_Requirement_.
Repeat every entry exactly as it stands. Omit the images.

Collected data entries
***
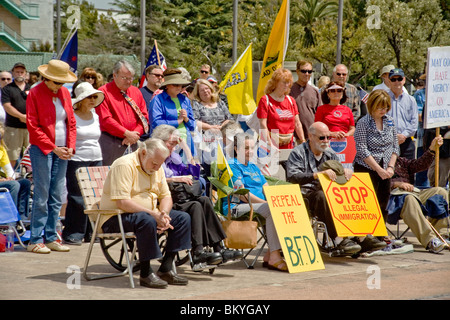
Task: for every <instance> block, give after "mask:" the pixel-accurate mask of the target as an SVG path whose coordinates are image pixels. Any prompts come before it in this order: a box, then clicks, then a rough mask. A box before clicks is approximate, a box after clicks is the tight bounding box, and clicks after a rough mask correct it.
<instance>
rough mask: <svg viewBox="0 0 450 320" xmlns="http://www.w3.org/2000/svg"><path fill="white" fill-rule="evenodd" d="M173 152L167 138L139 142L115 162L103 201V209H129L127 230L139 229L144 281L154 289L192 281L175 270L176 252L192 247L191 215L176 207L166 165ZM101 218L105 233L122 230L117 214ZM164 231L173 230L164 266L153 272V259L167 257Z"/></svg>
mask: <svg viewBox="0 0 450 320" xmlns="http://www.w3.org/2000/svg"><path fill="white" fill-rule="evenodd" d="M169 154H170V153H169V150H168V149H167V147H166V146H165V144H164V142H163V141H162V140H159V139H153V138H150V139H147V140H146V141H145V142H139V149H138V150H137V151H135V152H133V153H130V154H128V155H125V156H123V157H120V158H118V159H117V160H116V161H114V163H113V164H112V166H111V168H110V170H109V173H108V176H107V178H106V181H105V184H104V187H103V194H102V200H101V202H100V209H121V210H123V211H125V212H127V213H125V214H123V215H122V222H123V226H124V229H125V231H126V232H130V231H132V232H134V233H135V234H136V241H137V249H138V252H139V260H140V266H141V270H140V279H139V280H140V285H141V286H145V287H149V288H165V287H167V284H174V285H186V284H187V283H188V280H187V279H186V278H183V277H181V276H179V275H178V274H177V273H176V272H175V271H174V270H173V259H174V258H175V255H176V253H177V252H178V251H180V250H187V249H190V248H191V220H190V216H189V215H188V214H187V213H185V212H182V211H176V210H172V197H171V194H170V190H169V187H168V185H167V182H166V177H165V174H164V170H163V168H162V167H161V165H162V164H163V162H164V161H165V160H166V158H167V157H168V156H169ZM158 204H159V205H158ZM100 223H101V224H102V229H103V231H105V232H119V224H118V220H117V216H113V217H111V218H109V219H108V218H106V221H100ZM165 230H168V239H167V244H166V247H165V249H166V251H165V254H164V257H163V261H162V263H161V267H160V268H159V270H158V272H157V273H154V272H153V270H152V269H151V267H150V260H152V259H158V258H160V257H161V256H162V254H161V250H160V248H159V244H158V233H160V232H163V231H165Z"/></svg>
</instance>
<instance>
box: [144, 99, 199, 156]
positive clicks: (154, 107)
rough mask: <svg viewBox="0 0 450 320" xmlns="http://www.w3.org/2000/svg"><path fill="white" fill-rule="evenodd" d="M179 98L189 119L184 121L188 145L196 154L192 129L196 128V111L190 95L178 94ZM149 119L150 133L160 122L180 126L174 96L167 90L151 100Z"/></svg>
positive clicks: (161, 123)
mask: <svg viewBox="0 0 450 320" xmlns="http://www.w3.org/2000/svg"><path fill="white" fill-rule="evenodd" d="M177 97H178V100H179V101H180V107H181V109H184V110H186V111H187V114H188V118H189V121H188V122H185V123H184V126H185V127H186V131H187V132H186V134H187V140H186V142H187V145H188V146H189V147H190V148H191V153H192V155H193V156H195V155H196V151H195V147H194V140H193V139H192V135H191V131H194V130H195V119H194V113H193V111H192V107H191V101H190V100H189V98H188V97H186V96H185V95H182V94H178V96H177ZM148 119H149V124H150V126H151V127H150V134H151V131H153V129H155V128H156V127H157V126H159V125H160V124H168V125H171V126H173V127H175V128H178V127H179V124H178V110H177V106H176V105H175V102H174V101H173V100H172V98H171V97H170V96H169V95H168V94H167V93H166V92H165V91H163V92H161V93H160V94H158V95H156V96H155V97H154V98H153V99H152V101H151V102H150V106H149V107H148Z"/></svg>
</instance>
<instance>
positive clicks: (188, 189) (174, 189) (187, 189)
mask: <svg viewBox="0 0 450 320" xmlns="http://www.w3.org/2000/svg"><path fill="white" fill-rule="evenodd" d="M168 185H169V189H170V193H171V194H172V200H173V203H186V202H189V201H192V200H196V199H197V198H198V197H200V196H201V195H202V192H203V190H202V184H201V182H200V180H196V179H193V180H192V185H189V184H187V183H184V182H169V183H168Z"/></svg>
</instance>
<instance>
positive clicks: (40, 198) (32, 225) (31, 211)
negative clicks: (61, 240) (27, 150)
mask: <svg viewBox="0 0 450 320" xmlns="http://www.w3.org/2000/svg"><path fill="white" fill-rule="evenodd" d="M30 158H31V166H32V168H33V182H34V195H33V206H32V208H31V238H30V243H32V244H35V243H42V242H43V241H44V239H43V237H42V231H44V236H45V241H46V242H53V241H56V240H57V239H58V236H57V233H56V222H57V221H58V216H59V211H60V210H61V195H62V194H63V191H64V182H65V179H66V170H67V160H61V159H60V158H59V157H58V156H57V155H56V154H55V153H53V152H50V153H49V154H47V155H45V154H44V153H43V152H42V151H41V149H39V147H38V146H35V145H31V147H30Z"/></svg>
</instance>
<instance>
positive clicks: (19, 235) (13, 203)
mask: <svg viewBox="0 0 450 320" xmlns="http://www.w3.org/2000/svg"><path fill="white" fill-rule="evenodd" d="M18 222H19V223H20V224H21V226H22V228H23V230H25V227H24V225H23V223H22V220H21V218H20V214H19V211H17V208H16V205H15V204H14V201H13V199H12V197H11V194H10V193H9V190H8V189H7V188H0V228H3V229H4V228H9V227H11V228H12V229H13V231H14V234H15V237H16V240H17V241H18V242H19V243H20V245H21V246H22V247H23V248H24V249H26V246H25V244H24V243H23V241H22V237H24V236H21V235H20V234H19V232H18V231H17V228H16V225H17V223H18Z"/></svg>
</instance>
***
_Result of the task_.
Task: for every <instance> block, give after "mask:" the pixel-accurate mask of the target as an SVG path whose coordinates are image pixels. Any prompts come before it in this order: a box, then clicks, then a rough mask. A box before clicks is approximate, a box after clicks is the tight bounding box, and clicks after a rough mask correct it.
<instance>
rough mask: <svg viewBox="0 0 450 320" xmlns="http://www.w3.org/2000/svg"><path fill="white" fill-rule="evenodd" d="M173 152L167 138L139 142L115 162L103 201V209H129L127 230L139 229L144 281L154 289L192 281L175 270L176 252L192 247L191 215L176 207L166 165ZM101 218L105 233L122 230L117 214ZM164 231L173 230L164 266L153 272V259L167 257Z"/></svg>
mask: <svg viewBox="0 0 450 320" xmlns="http://www.w3.org/2000/svg"><path fill="white" fill-rule="evenodd" d="M169 154H170V153H169V150H168V149H167V147H166V146H165V144H164V142H163V141H162V140H159V139H153V138H150V139H147V140H146V141H145V142H139V149H138V150H137V151H135V152H133V153H130V154H128V155H125V156H123V157H120V158H118V159H117V160H116V161H114V163H113V164H112V166H111V168H110V170H109V173H108V176H107V178H106V181H105V184H104V187H103V194H102V200H101V202H100V209H121V210H123V211H125V212H127V213H125V214H123V215H122V222H123V226H124V229H125V231H126V232H130V231H132V232H134V233H135V234H136V241H137V249H138V252H139V260H140V266H141V270H140V279H139V280H140V285H141V286H145V287H149V288H165V287H167V284H174V285H186V284H187V283H188V280H187V279H186V278H183V277H181V276H179V275H178V274H177V273H176V272H175V271H174V270H173V259H174V258H175V255H176V253H177V252H178V251H180V250H187V249H190V248H191V220H190V216H189V215H188V214H187V213H185V212H182V211H176V210H172V197H171V194H170V190H169V187H168V185H167V182H166V177H165V174H164V170H163V168H162V167H161V165H162V164H163V162H164V161H165V160H166V158H167V157H168V156H169ZM158 204H159V205H158ZM100 223H101V224H102V229H103V231H105V232H119V224H118V220H117V216H113V217H111V218H109V219H108V218H106V221H100ZM165 230H168V239H167V244H166V247H165V249H166V251H165V254H164V257H163V261H162V263H161V267H160V268H159V270H158V272H157V273H154V272H153V270H152V269H151V267H150V260H152V259H158V258H160V257H161V256H162V254H161V250H160V248H159V244H158V233H160V232H163V231H165Z"/></svg>
</instance>
<instance>
box: [144, 99, 199, 156]
positive clicks: (154, 107)
rough mask: <svg viewBox="0 0 450 320" xmlns="http://www.w3.org/2000/svg"><path fill="white" fill-rule="evenodd" d="M179 98L189 119L184 121L188 145L196 154L192 129L196 128V111L190 95L178 94ZM149 119L150 133L160 122L180 126L174 96L167 90L151 100Z"/></svg>
positive clicks: (161, 123)
mask: <svg viewBox="0 0 450 320" xmlns="http://www.w3.org/2000/svg"><path fill="white" fill-rule="evenodd" d="M177 97H178V100H179V101H180V107H181V109H184V110H186V111H187V114H188V118H189V121H188V122H185V123H184V126H185V127H186V131H187V132H186V134H187V140H186V142H187V145H188V146H189V147H190V148H191V153H192V155H193V156H195V155H196V151H195V147H194V140H193V139H192V135H191V131H194V130H195V119H194V113H193V111H192V107H191V101H190V100H189V98H188V97H186V96H185V95H182V94H178V96H177ZM148 119H149V124H150V126H151V127H150V134H151V131H153V129H155V128H156V127H157V126H159V125H160V124H168V125H171V126H173V127H175V128H178V127H179V124H178V110H177V106H176V105H175V102H174V101H173V100H172V98H171V97H170V96H169V95H168V94H167V93H166V92H165V91H163V92H161V93H160V94H158V95H156V96H155V97H154V98H153V99H152V101H151V102H150V106H149V107H148Z"/></svg>
</instance>
<instance>
positive clicks: (188, 189) (174, 189) (187, 189)
mask: <svg viewBox="0 0 450 320" xmlns="http://www.w3.org/2000/svg"><path fill="white" fill-rule="evenodd" d="M168 185H169V189H170V193H171V194H172V200H173V203H186V202H189V201H192V200H196V199H197V198H198V197H200V196H201V195H202V192H203V190H202V184H201V182H200V180H196V179H193V180H192V185H189V184H187V183H184V182H169V183H168Z"/></svg>
</instance>
<instance>
positive clicks: (40, 198) (32, 225) (31, 211)
negative clicks: (61, 240) (27, 150)
mask: <svg viewBox="0 0 450 320" xmlns="http://www.w3.org/2000/svg"><path fill="white" fill-rule="evenodd" d="M30 158H31V166H32V168H33V182H34V195H33V206H32V208H31V238H30V243H32V244H35V243H42V242H43V241H44V239H43V237H42V231H44V236H45V241H46V242H53V241H56V240H57V239H58V236H57V233H56V222H57V221H58V216H59V211H60V210H61V195H62V194H63V191H64V182H65V179H66V170H67V160H61V159H60V158H59V157H58V156H57V155H56V154H55V153H53V152H50V153H49V154H47V155H45V154H44V153H43V152H42V151H41V149H39V147H38V146H35V145H31V147H30Z"/></svg>
</instance>
<instance>
positive clicks: (19, 235) (13, 203)
mask: <svg viewBox="0 0 450 320" xmlns="http://www.w3.org/2000/svg"><path fill="white" fill-rule="evenodd" d="M18 222H19V223H20V224H21V226H22V228H23V230H25V227H24V225H23V223H22V220H21V218H20V214H19V211H17V208H16V205H15V204H14V201H13V199H12V197H11V194H10V193H9V190H8V189H7V188H0V228H3V229H4V228H9V227H11V228H12V229H13V231H14V234H15V237H16V240H17V241H18V242H19V243H20V245H21V246H22V247H23V248H24V249H26V246H25V244H24V243H23V241H22V237H24V236H21V235H20V234H19V232H18V231H17V228H16V225H17V223H18Z"/></svg>
</instance>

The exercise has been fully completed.